┌──

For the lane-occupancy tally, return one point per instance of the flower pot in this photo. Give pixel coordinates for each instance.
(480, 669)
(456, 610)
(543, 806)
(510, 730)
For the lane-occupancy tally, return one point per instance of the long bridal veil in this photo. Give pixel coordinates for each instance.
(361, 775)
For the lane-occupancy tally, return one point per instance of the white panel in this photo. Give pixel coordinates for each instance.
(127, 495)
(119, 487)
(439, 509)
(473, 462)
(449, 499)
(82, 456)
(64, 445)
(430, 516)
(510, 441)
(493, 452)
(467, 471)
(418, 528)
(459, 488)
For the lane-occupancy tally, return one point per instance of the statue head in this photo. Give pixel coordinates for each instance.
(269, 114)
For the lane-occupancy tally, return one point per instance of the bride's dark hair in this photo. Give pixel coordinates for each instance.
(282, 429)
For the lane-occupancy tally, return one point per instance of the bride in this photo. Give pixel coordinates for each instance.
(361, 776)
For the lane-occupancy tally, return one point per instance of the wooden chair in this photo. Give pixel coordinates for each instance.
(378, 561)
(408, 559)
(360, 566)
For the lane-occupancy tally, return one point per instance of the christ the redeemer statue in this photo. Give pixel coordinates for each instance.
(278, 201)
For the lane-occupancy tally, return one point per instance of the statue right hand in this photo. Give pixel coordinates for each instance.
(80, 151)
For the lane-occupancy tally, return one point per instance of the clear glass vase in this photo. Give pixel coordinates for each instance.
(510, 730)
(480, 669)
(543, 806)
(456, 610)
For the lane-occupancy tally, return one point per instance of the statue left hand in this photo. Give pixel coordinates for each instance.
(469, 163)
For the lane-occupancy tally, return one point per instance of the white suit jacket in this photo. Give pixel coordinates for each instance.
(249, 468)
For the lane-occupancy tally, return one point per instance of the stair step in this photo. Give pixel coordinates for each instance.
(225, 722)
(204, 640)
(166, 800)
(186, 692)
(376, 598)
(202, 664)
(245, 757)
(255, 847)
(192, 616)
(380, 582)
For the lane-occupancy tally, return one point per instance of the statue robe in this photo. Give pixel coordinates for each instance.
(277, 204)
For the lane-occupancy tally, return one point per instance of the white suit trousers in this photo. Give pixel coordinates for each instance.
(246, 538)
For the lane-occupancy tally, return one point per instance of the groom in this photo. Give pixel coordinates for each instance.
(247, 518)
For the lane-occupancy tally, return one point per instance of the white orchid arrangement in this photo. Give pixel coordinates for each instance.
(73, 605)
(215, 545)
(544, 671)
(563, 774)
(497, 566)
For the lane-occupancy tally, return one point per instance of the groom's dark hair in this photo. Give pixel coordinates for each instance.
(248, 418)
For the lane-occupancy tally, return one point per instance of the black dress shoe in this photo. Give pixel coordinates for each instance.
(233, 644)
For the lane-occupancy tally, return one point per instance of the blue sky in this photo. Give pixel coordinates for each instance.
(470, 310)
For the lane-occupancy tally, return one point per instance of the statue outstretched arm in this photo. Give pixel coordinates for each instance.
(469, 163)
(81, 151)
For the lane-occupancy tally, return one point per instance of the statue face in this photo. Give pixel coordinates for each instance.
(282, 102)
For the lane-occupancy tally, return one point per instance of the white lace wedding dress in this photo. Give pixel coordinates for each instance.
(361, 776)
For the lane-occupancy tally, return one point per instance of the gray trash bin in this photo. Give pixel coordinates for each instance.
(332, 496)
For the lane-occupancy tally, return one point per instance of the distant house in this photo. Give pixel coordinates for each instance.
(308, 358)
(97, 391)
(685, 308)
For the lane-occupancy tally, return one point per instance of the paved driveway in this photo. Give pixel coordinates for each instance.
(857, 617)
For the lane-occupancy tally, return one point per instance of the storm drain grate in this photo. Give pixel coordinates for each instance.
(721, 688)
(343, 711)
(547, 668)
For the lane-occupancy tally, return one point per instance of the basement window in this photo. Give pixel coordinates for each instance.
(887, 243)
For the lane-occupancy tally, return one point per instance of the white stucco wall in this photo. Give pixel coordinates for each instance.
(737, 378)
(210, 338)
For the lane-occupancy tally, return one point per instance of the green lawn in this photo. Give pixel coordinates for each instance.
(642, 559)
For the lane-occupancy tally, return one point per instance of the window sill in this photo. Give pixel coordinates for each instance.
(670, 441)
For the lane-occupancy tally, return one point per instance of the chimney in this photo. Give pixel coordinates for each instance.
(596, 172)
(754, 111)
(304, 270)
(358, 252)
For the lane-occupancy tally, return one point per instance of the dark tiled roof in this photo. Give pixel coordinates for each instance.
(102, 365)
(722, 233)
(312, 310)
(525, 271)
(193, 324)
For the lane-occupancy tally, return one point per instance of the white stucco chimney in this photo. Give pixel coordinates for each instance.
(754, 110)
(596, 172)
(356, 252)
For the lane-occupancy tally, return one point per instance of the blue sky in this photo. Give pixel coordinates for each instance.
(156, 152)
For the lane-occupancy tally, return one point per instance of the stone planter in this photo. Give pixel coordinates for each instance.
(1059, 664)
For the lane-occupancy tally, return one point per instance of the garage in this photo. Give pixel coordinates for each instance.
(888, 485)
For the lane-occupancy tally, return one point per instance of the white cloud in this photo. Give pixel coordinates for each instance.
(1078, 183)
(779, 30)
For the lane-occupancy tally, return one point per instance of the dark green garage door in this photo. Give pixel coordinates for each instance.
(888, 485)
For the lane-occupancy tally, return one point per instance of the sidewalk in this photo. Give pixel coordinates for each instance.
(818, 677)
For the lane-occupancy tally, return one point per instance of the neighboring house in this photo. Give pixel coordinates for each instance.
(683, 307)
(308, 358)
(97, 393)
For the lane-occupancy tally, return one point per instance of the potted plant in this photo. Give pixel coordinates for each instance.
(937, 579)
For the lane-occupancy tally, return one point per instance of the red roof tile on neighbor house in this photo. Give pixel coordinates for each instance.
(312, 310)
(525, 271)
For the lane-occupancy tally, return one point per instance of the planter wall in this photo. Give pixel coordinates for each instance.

└──

GIVEN REQUEST -
Give back all the records exactly as they stand.

WRITTEN RESPONSE -
For the lane-occupancy tally, return one point per instance of the flower pot in this photo. Give pixel coordinates for each instance.
(480, 669)
(456, 610)
(543, 806)
(510, 730)
For the lane-occupancy tally, return one point per instance of the long bridal veil in this photo. Give pixel coordinates for each instance.
(361, 775)
For the lane-occupancy tally, return one point per instance of the white panel in this photo. Give pixel coordinates for each instance.
(127, 495)
(119, 487)
(439, 509)
(473, 462)
(449, 499)
(82, 456)
(64, 445)
(430, 516)
(510, 441)
(493, 452)
(467, 471)
(418, 528)
(459, 488)
For the lane-occupancy tally, return one point per instance of the statue head in this photo. Give pixel coordinates for each instance.
(269, 114)
For the lane-occupancy tally, return one point per instance of the bride's dark hair in this photo. Give pixel coordinates for each instance.
(282, 429)
For the lane-occupancy tally, return one point per instance of the bride in this photo. Give pixel coordinates for each instance.
(361, 776)
For the lane-occupancy tally, return one point per instance of the wooden chair in this photo. Give pixel coordinates for each instance.
(378, 561)
(408, 559)
(360, 566)
For the lane-occupancy tally, return one point per instance of the christ the redeemer statue in this photo. Give pixel coordinates for each instance.
(278, 201)
For the lane-occupancy tally, return one point per instance of the statue right hand in this photo. Give pixel coordinates for each instance.
(80, 151)
For the lane-occupancy tally, return one point per instance of the clear glass vase in this photo. Give pixel coordinates for each instance.
(510, 730)
(480, 669)
(543, 806)
(456, 610)
For the lane-occupancy tally, return one point per instance of the statue left hand in this photo. Give pixel coordinates for each instance.
(469, 163)
For the lane-occupancy tally, return one point per instance of the white suit jacket in this photo. Give pixel coordinates for each instance.
(249, 468)
For the lane-occupancy tally, return one point per instance of the stair step in this photo. Give pixel coordinates for each instance.
(225, 722)
(204, 640)
(166, 800)
(186, 692)
(376, 598)
(202, 664)
(245, 757)
(255, 847)
(192, 616)
(380, 582)
For the lane-occupancy tally, return one point per instance of the statue robe in this photo. Give pixel coordinates for each instance.
(277, 204)
For the lane-occupancy tally, return one point per instance of the white suit trousers in this photo. Give pixel coordinates for each instance.
(246, 538)
For the lane-occupancy tally, return one point per instance of the groom in this photo. Give pixel coordinates for each instance.
(247, 518)
For the lane-occupancy tally, return one point per instance of the white orchid arrangement in this photo. Give pixel coordinates for each instance.
(73, 605)
(215, 545)
(544, 671)
(563, 774)
(497, 566)
For the lane-occupancy tally, return one point per instance of the groom's dark hair in this photo. Give pixel coordinates for each instance.
(248, 418)
For the lane-occupancy tally, return one point per instance of the black dress shoe in this photo. Give pixel coordinates for each instance.
(233, 644)
For the lane-occupancy tally, return one point per instance of the blue sky in this photo. Give pixel coordinates for each instance.
(470, 310)
For the lane-occupancy tally, return one point per instance of the statue outstretched arm in this photo. Give pixel coordinates for each instance.
(469, 163)
(81, 151)
For the lane-occupancy tally, return one point per instance of the statue face in this photo. Give pixel coordinates for each instance.
(282, 102)
For the lane-occupancy tally, return one point per instance of the white lace wedding dress in this photo. Give pixel coordinates for each instance.
(361, 776)
For the lane-occupancy tally, return one point per instance of the gray trash bin in this photo. Give pixel coordinates for each instance.
(332, 496)
For the lane-occupancy tally, return one point per instance of the distant house in this photo. Give pixel coordinates for each instance.
(308, 358)
(97, 391)
(685, 308)
For the lane-occupancy tally, return one point per instance of the paved driveway in this photo. Give pixel coordinates for each instance.
(857, 617)
For the lane-occupancy tally, return one point per instance of the storm drain grate in this photo. Give pixel coordinates for each instance.
(721, 688)
(343, 711)
(547, 668)
For the lane-occupancy tally, return one point per instance of the basement window in this photo. Give pixel coordinates for each instance.
(887, 243)
For the lane-occupancy tally, return one point per instance of the white stucco wall in this photo. Give pixel coordinates for each instance.
(737, 378)
(210, 338)
For the lane-occupancy tally, return one point per instance of the green lawn in this photo. Give pixel coordinates for each instance.
(642, 559)
For the lane-occupancy tally, return one point per instance of the window sill in this photo. Give pixel coordinates for each instance.
(670, 441)
For the lane-occupancy tally, return one point per instance of the chimney in this photo. Give pixel coordinates for each instance.
(596, 172)
(754, 111)
(304, 270)
(358, 252)
For the lane-occupancy tally, return one point per instance of the dark tiled roof in this photo. Give pixel coordinates for each instance.
(102, 365)
(722, 233)
(312, 310)
(525, 271)
(193, 324)
For the lane-occupancy tally, return one point per instance of the white stucco chimney in this photo. Give pixel coordinates for each instance.
(754, 110)
(596, 172)
(356, 252)
For the lane-occupancy tally, return one point per instance of the blue sky in this photo. Give pixel coordinates for each instance.
(156, 152)
For the lane-occupancy tally, return one point per instance of the stone planter in this photo. Give pixel coordinates for each instance.
(1059, 664)
For the lane-occupancy tally, return one point per instance of the garage in this photo. Give pixel coordinates for each instance.
(888, 485)
For the lane-occupancy tally, return one point per instance of the white cloud in this photo. Give pixel coordinates for each instance.
(1078, 183)
(779, 30)
For the lane-occupancy tally, return one point per instance of the dark green garage door in this photo. Give pixel coordinates for each instance.
(888, 485)
For the lane-occupancy tally, return one point per instance of the sidewalk in this photo. Give pixel coordinates for each instance.
(818, 677)
For the lane-occupancy tally, return one point per instance of the neighboring house in this photo. Give pixel coordinates for each instance.
(683, 307)
(308, 358)
(97, 393)
For the lane-occupancy tally, return one point per instance of the potted plant in this photo. Give pixel coordinates for each instance.
(937, 579)
For the lane-occupancy tally, return one point per instance of the red roof tile on neighbor house in this photo. Give pixel coordinates for each instance.
(312, 310)
(525, 271)
For the lane-occupancy tally, return one point per instance of the planter wall in this photo. Give pixel coordinates for each instance.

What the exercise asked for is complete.